● **CHALLENGE**
From the records below, pull out the lines starting at the one containing "Spot the green tree" and ending at the one containing "[[512, 153], [578, 139], [558, 151]]", both included, and reproduce them word for word.

>> BEGIN GIVEN DATA

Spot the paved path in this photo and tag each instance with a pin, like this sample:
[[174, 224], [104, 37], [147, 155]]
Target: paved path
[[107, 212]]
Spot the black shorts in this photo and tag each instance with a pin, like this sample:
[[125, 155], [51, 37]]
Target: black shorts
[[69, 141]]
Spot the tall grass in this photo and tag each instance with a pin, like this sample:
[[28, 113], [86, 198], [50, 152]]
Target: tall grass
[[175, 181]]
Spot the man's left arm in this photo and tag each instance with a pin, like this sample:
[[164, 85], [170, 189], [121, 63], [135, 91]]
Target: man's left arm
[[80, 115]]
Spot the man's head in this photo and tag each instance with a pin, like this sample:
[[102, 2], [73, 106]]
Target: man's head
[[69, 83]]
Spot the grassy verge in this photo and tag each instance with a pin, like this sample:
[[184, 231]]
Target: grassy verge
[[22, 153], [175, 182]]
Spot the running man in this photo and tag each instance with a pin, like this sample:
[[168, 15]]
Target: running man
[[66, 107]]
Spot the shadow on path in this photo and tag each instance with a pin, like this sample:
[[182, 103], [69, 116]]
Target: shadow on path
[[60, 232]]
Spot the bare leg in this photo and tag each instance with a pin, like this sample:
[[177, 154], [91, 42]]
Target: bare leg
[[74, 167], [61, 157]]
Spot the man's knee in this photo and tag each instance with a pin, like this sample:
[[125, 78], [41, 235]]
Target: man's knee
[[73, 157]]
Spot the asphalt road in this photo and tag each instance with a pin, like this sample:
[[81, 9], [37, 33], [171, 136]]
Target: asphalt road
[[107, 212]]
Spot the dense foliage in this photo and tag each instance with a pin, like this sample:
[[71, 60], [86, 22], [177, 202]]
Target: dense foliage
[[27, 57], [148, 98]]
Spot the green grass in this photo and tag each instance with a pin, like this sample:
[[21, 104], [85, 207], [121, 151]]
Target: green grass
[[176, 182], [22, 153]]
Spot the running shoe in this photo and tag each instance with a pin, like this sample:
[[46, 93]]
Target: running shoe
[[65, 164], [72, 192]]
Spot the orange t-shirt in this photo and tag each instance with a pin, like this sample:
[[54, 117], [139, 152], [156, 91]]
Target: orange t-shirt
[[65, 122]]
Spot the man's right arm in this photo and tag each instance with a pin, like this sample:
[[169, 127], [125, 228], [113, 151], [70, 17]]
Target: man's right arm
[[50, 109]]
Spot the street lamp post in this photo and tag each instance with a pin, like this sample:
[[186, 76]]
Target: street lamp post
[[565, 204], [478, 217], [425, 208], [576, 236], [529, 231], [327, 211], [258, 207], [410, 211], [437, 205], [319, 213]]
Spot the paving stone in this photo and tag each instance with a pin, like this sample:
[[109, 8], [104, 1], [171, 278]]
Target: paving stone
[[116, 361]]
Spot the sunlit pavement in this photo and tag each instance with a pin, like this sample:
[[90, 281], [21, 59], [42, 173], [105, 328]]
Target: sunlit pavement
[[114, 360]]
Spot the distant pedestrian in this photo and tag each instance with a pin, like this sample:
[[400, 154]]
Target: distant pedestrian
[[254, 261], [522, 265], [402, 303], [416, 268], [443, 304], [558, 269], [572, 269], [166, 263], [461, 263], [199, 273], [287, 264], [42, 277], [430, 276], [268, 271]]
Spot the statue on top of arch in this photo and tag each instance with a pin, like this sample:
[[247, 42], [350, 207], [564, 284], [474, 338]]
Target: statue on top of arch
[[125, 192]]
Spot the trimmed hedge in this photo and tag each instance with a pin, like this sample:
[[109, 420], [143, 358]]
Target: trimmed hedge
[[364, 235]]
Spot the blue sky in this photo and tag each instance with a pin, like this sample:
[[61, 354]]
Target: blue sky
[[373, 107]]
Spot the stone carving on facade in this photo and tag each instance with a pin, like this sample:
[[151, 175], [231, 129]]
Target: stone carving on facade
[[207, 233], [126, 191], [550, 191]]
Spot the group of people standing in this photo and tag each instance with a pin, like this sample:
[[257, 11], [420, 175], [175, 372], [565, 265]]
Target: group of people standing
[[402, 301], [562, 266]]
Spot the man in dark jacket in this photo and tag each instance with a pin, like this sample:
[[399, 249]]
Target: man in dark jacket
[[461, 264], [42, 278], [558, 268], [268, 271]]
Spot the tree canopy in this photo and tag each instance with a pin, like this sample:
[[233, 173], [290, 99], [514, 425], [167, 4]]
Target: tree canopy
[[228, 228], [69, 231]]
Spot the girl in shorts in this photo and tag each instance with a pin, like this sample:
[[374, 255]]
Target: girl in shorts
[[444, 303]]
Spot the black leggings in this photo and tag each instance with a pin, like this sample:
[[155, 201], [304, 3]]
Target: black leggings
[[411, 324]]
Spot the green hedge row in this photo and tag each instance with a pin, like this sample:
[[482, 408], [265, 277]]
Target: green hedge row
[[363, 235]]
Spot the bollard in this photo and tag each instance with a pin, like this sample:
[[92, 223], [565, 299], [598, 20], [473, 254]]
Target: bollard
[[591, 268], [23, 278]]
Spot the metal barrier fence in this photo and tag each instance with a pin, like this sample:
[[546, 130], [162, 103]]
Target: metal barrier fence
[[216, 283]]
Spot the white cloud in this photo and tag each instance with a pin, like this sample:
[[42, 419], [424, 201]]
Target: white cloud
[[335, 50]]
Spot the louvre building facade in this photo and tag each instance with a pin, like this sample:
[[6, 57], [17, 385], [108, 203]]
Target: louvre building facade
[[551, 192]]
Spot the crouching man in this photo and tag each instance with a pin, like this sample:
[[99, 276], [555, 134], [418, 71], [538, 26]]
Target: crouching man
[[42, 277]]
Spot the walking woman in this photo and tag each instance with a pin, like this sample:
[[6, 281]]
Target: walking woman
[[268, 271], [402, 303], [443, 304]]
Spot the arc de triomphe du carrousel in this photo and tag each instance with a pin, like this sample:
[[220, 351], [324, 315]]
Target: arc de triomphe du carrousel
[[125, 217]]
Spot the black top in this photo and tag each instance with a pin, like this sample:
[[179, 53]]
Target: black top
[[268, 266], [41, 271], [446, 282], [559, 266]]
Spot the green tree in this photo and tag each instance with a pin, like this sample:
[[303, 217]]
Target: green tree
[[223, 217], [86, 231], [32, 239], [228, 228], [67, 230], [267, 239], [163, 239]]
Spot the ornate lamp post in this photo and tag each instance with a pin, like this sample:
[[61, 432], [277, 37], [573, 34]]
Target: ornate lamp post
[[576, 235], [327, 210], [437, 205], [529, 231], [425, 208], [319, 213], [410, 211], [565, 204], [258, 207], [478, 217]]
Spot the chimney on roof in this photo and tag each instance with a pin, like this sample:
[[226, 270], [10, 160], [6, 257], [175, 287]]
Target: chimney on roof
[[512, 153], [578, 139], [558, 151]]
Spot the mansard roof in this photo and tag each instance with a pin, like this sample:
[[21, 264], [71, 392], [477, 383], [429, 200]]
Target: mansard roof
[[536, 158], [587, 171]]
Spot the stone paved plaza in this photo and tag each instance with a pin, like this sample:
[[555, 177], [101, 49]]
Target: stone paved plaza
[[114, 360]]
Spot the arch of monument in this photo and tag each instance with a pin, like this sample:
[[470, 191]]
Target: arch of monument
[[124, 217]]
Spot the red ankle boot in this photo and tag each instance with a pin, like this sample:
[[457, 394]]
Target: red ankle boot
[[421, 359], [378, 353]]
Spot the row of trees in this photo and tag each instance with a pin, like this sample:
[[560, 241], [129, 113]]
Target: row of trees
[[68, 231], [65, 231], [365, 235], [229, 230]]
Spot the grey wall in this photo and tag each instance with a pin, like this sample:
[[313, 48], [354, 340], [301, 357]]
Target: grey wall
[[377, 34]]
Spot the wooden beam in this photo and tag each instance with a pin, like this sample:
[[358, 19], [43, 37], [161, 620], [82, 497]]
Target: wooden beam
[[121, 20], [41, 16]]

>> END GIVEN DATA

● **THE ANSWER**
Spot the green tree in this photo and tag each instance with a pin, like this sample:
[[303, 217]]
Target: green tree
[[223, 217], [86, 231], [32, 239], [228, 228], [67, 230], [267, 239], [163, 239]]
Spot the ornate lamp post in this photo and tag each instance with a pin, like this sample:
[[61, 432], [277, 37], [573, 34]]
Target: ornate lamp post
[[576, 235], [327, 210], [437, 205], [529, 231], [425, 208], [319, 213], [410, 211], [565, 204], [258, 207], [478, 217]]
Spot the chimney on roof in this photo and tag each instance with a pin, like this sample:
[[226, 270], [10, 160], [6, 257], [175, 287]]
Target: chimney on roof
[[512, 153], [578, 139], [558, 151]]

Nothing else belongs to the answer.